# [题目要求 1]
找出下列条目中含有“item”一词的所有行,并逐行照录展示出来。
-------
第15章 锦瑟主题解

观之《锦瑟》全篇,笔者认为只是李商隐感伤身世之作,其余主流观点,一一有不足之处。

就其首联,《隋志》:“十五弦,小瑟也;二十五弦,中瑟也;五十弦,大瑟也。”是以古瑟有五十弦之制,而熊朋来曰:“或谓唐时猶言瑟五十弦。以史傳及他詩徵之,唐亦未必有五十弦之瑟。”唐时记载五十弦者实少,或少用,或置之不用,然不可谓无。而究其有无终无益于诗解,不如以他诗证之。李商隐《房中曲》:“归来已不见,锦瑟长于人。”此诗作于其丧妻之时。何谓“锦瑟长于人”?自然不是锦瑟的长度比人长。孟森《李义山锦瑟诗考证》曰:“義山婚王氏時年二十五,意其婦年正同,夫婦各二十五,適合古瑟鉉之數。”《会笺》張曰:“此為全集壓卷之作。解者紛紛。惟何義門云'「此篇乃自傷之詞,騷人所謂美人遲暮也。其説近似。蓋首句謂行年無端將近五十。”屈曰:紘五十二柱亦五十'蓋言無端而忽已行年五十因年五十而思章年之事。【唐詩鼓吹評注】此義山有託而詠也。首言錦瑟之制其紘五十,其柱如之,以人之年華而移於其數。樂隨時去,事與境遷,故於是乎可思耳。
-------
# [题目要求 2]
将上面阅读选段中从“观之《锦瑟》全篇,笔者认为只是李商隐感伤身世之作,其余主流观点,一一有不足之处。”开始、到“數。樂隨時去,事與境遷,故於是乎可思耳。”结束的部分重新写出,并把其中的“李商隐”替换为“李义山”。

数据集节选
-------
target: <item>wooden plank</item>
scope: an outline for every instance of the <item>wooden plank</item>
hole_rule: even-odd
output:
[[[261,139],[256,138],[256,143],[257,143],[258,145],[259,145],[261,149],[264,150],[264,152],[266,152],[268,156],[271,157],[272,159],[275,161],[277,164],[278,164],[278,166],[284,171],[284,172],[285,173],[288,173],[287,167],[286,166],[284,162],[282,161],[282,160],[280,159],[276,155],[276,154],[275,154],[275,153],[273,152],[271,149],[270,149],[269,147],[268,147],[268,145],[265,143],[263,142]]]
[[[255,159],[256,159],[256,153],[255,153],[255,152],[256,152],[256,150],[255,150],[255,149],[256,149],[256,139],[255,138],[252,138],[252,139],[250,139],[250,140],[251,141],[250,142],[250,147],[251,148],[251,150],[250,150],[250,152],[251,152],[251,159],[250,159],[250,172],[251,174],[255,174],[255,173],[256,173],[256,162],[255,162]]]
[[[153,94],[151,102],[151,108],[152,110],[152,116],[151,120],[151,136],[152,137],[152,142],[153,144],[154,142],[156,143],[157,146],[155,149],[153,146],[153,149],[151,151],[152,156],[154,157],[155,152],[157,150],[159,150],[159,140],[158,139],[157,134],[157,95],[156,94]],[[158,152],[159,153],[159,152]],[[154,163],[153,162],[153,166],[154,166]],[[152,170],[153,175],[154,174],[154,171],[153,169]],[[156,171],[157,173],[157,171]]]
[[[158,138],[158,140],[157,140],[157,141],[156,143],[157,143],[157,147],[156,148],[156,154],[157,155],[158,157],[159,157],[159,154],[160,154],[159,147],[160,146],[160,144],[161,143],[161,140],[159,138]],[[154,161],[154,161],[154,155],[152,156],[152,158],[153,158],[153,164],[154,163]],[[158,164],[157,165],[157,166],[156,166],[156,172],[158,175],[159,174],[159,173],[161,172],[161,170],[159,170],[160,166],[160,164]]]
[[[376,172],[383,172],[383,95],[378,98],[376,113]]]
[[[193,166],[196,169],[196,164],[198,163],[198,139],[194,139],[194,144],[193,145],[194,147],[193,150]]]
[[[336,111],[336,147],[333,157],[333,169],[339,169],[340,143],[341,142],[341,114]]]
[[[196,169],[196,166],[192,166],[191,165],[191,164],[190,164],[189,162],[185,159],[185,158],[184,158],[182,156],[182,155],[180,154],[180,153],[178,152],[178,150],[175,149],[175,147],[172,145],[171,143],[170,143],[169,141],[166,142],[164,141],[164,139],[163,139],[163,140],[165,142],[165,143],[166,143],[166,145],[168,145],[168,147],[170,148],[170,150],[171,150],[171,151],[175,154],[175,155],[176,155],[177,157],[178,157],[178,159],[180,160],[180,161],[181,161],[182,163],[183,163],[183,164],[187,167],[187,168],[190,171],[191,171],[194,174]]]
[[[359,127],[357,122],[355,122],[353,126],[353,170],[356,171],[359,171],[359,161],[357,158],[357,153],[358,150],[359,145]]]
-------
# [完整答案 1]
target: <item>wooden plank</item>
scope: an outline for every instance of the <item>wooden plank</item>

# [完整答案 2]
观之《锦瑟》全篇,笔者认为只是李义山感伤身世之作,其余主流观点,一一有不足之处。

就其首联,《隋志》:“十五弦,小瑟也;二十五弦,中瑟也;五十弦,大瑟也。”是以古瑟有五十弦之制,而熊朋来曰:“或谓唐时猶言瑟五十弦。以史傳及他詩徵之,唐亦未必有五十弦之瑟。”唐时记载五十弦者实少,或少用,或置之不用,然不可谓无。而究其有无终无益于诗解,不如以他诗证之。李义山《房中曲》:“归来已不见,锦瑟长于人。”此诗作于其丧妻之时。何谓“锦瑟长于人”?自然不是锦瑟的长度比人长。孟森《李义山锦瑟诗考证》曰:“義山婚王氏時年二十五,意其婦年正同,夫婦各二十五,適合古瑟鉉之數。”《会笺》張曰:“此為全集壓卷之作。解者紛紛。惟何義門云'「此篇乃自傷之詞,騷人所謂美人遲暮也。其説近似。蓋首句謂行年無端將近五十。”屈曰:紘五十二柱亦五十'蓋言無端而忽已行年五十因年五十而思章年之事。【唐詩鼓吹評注】此義山有託而詠也。首言錦瑟之制其紘五十,其柱如之,以人之年華而移於其數。樂隨時去,事與境遷,故於是乎可思耳。